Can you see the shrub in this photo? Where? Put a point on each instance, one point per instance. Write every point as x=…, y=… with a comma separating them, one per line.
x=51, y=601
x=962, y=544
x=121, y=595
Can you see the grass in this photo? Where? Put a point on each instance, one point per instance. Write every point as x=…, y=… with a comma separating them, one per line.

★ ★ ★

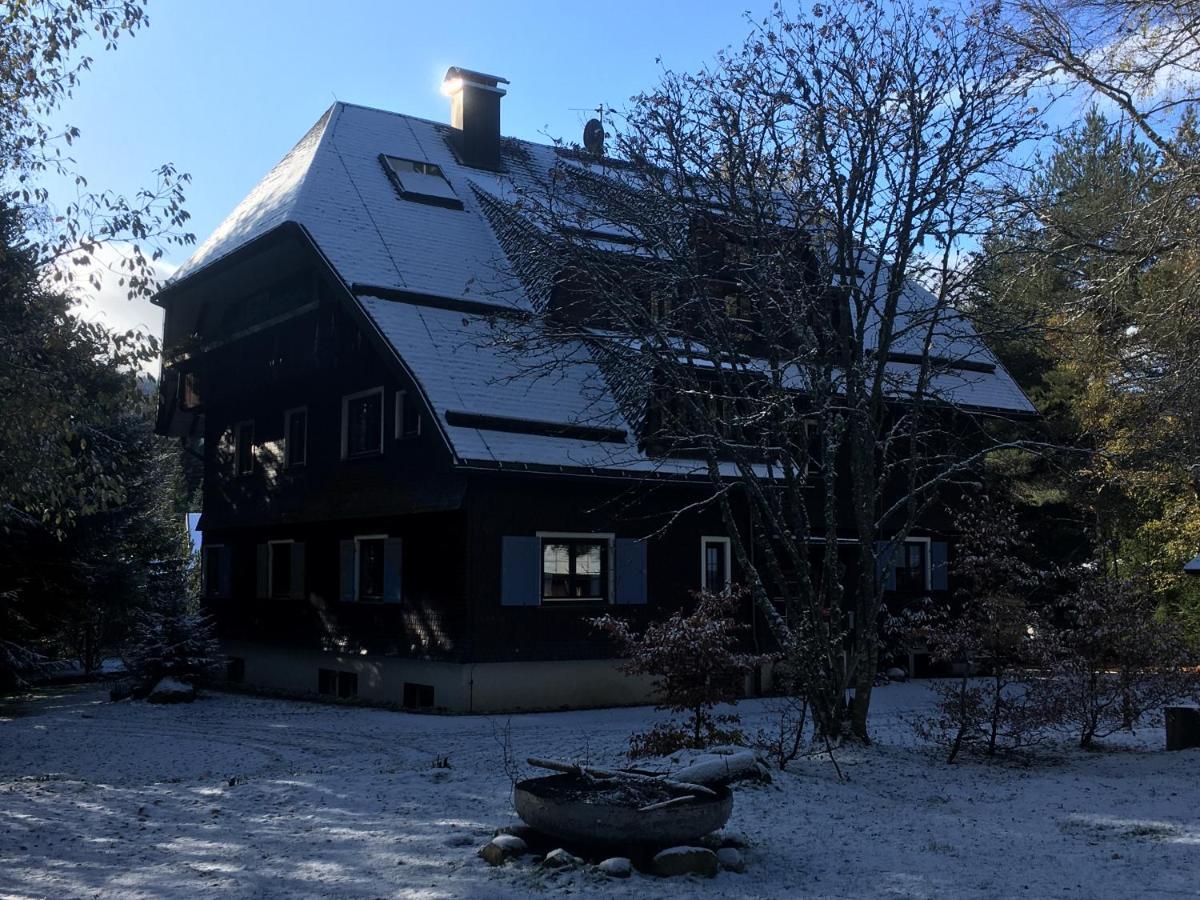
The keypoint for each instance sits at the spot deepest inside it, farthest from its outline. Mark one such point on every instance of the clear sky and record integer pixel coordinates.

★ ★ ★

▸ **Work required**:
Output the lines above between the one holding "Can you see the shrub" and the one holding "Can you see the grass", inclusive, with nothing before or after them.

▸ **The completed task**:
Can you see the shrub in this photo? Where? Put a point on each instance, one point per instance. Write every point as x=…, y=… with a comma separating them, one per line.
x=51, y=601
x=962, y=544
x=121, y=595
Can you see the grass in this photo? Where? Put a point on each instance, one point per instance. Write every point as x=…, y=… with a comma separating them, one per line.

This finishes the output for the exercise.